◆ **Exercise material**
+--
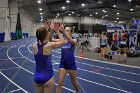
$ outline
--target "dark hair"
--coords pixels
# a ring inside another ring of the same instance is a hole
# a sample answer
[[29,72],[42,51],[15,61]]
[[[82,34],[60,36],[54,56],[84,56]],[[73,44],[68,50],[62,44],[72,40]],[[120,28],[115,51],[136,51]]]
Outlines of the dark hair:
[[37,38],[37,41],[39,43],[41,43],[41,54],[42,54],[42,62],[43,62],[43,47],[44,47],[44,40],[46,38],[46,36],[48,35],[48,31],[46,30],[45,27],[40,27],[37,29],[36,31],[36,38]]
[[74,30],[73,30],[73,28],[71,26],[65,26],[64,28],[66,28],[66,27],[70,28],[70,33],[74,32]]
[[128,31],[127,31],[127,30],[125,30],[125,32],[126,32],[126,33],[128,33]]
+--
◆ **What is expected**
A verbatim copy of every record is required, with all pictures excluded.

◆ **Problem solution**
$ outline
--target "dark hair"
--coords pixels
# a ring inside another ring of the same instance is a hole
# a sample answer
[[29,72],[42,51],[15,61]]
[[[82,34],[60,36],[54,56],[84,56]],[[73,44],[68,50],[62,44],[72,40]],[[120,28],[115,51],[136,51]]]
Outlines of the dark hair:
[[37,38],[37,41],[39,43],[41,43],[41,54],[42,54],[42,62],[43,62],[43,47],[44,47],[44,40],[46,38],[46,36],[48,35],[48,31],[46,30],[45,27],[40,27],[37,29],[36,31],[36,38]]
[[74,30],[73,30],[73,28],[71,26],[65,26],[64,28],[66,28],[66,27],[70,28],[70,33],[74,32]]
[[128,31],[127,31],[127,30],[125,30],[125,32],[126,32],[126,33],[128,33]]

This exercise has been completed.